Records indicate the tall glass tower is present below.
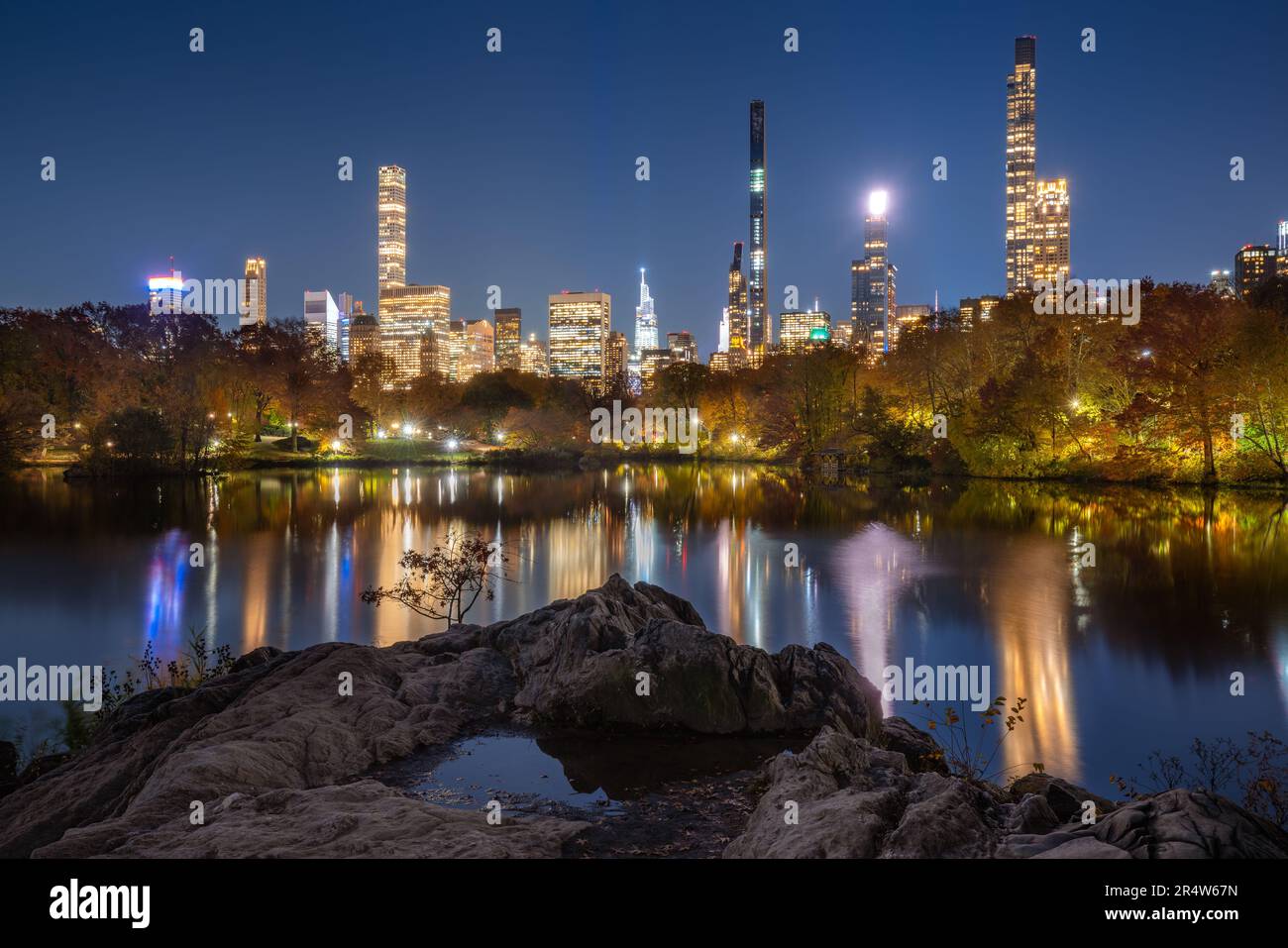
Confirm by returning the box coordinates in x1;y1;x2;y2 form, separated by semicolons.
635;266;657;362
747;99;774;353
376;164;407;295
1006;36;1038;295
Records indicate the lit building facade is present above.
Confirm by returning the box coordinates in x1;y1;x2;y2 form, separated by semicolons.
604;331;631;391
1031;177;1069;283
519;332;550;378
149;267;183;316
640;349;674;393
627;266;657;386
721;241;751;352
957;296;1002;329
380;283;452;387
850;190;898;355
304;290;340;352
549;292;613;393
240;257;268;326
496;308;523;369
778;306;832;353
376;164;407;292
666;330;698;362
448;319;496;385
1234;244;1275;300
1006;36;1038;295
349;305;380;366
1208;270;1234;296
747;99;774;352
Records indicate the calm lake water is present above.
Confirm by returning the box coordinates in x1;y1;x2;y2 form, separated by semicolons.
0;465;1288;790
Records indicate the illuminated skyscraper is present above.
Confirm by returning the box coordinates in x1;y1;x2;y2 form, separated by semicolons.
349;305;380;366
496;308;523;369
778;304;832;353
1208;270;1234;296
241;257;268;326
1234;244;1275;300
630;266;657;374
604;332;631;393
448;319;496;383
549;292;613;393
666;330;698;362
721;241;748;352
1006;36;1038;295
149;266;183;316
747;99;774;351
1031;177;1069;283
304;290;340;352
376;164;407;292
380;283;452;387
519;332;550;377
850;190;898;355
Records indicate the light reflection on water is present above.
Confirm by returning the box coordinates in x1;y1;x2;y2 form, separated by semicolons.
0;465;1288;787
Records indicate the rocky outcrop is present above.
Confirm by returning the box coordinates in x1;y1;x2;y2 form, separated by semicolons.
724;721;1288;859
0;576;1288;859
0;576;880;857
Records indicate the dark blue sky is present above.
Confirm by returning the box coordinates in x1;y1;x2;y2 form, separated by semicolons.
0;0;1288;357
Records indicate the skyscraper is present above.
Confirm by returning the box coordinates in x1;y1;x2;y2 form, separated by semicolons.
549;291;613;393
721;241;748;352
496;308;523;369
747;99;774;352
1006;36;1038;295
376;164;407;292
304;290;340;351
519;332;550;377
1031;177;1069;283
1234;244;1275;300
604;331;630;394
380;283;452;387
241;257;268;326
778;309;832;353
850;190;898;355
635;266;657;358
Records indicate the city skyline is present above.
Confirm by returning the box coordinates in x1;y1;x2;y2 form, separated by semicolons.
0;2;1288;355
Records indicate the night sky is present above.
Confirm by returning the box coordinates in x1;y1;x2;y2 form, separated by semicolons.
0;0;1288;360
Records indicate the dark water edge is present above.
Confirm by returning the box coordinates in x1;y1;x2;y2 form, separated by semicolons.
365;728;807;859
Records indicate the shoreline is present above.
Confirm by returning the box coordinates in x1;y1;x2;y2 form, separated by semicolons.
10;450;1288;494
0;575;1288;859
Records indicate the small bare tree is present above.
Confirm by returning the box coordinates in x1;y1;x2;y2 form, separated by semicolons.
362;531;510;622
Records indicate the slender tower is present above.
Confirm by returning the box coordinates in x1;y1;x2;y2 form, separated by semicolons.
1006;36;1038;295
635;266;657;360
376;164;407;296
747;99;774;353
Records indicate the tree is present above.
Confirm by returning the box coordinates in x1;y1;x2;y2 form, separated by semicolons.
362;531;510;622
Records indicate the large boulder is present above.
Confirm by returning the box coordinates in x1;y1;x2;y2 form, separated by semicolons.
0;576;880;857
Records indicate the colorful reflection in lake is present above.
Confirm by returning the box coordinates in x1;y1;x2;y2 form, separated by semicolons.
0;465;1288;790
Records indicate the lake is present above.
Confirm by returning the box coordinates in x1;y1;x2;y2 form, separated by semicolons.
0;464;1288;793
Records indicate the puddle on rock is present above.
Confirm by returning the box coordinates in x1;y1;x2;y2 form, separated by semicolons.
370;730;805;855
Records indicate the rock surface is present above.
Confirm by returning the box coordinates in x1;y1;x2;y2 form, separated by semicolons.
0;576;1288;859
724;721;1288;859
0;576;880;857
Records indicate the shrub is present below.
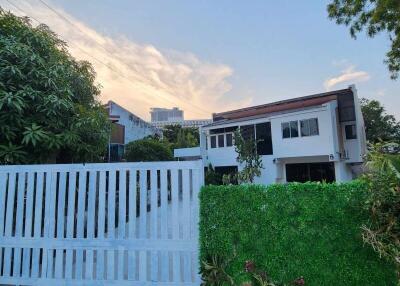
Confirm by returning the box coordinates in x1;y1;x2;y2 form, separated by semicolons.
200;181;396;285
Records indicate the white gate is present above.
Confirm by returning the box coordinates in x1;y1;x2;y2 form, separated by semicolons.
0;161;204;285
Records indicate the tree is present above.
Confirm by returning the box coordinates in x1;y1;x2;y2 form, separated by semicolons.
234;130;263;183
124;138;174;162
362;143;400;284
360;98;400;143
0;8;110;164
327;0;400;79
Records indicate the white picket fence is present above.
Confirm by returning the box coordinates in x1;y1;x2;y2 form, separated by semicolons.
0;161;204;285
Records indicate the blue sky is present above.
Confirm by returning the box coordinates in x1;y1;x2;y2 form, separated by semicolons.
0;0;400;119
========================
- GOAL -
Render everything from the line containing "Records indicate the light" down to the line containing "0;465;1288;787" as a two-column CSV with the headers text and coordinates. Give one row per record, with the record's wording and its answer each in one quoted field and line breaks turned into spaces.

- RESULT OF THE TASK -
text,coordinates
"Records indicate the light reflection on water is present above. Confirm by returning the box coordinates in x1;y1;x2;y2 form, separated by semicolons.","0;465;1288;787"